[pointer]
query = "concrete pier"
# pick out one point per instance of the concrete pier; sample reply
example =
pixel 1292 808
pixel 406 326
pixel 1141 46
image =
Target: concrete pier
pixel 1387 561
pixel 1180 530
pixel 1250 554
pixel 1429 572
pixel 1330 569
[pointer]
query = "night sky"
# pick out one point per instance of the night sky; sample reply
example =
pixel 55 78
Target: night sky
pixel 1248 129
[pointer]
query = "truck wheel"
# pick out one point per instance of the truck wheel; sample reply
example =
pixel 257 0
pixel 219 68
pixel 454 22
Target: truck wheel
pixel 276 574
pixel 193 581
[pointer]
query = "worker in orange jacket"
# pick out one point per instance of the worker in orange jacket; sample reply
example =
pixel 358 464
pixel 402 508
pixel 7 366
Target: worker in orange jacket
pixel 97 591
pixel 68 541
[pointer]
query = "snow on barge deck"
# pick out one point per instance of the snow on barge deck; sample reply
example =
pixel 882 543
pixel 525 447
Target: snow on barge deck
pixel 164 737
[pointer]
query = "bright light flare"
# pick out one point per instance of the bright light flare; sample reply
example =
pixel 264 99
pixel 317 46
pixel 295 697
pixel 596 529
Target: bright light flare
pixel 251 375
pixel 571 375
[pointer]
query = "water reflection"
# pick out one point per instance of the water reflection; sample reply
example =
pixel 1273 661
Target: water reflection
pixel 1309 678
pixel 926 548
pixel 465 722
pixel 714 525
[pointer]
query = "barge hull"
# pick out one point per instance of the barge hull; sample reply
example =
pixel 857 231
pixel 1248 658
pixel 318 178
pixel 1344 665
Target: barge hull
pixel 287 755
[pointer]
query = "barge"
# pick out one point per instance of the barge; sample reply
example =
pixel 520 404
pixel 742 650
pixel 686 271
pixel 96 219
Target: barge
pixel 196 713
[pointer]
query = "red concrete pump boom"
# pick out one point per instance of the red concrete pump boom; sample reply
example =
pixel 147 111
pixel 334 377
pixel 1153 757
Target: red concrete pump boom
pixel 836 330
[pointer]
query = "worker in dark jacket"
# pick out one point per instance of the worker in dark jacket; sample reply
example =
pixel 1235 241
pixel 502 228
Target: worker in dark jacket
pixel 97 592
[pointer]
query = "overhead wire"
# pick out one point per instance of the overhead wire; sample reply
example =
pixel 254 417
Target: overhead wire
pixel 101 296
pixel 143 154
____________________
▶ **Goal of the exercise**
Only the lines from the one containing "pixel 454 22" through the one containing "# pick out one point per instance of the snow" are to be retyped, both boundary lines included, with no other material.

▶ **Written answer**
pixel 454 22
Target: truck wheel
pixel 276 574
pixel 193 581
[pointer]
query = "worker in orange jacket"
# pick out one point per instance of the worker in orange jacket; sample reply
example =
pixel 358 464
pixel 402 508
pixel 7 366
Target: worker in orange jacket
pixel 97 591
pixel 68 541
[pointer]
query = "snow on barge deck"
# pick out one point per instance of the snow on barge deck; sample reply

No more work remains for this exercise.